→ **EXERCISE REQUIREMENTS**:
Please count the lines in the records below that contain the word "black", treating case as significant. Reply with the number only.

** Begin INPUT ROWS **

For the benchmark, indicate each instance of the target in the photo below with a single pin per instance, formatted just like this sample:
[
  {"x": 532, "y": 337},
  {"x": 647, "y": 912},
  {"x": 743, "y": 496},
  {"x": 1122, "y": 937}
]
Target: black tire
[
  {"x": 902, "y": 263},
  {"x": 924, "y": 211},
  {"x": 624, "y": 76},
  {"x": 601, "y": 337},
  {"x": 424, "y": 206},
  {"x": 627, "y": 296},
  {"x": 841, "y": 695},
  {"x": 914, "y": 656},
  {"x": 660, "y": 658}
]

** End INPUT ROWS **
** Begin INPUT ROWS **

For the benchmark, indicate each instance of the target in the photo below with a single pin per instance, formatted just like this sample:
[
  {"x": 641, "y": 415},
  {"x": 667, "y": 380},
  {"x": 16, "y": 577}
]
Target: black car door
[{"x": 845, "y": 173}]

** End INPUT ROWS **

→ **EXERCISE RESPONSE**:
2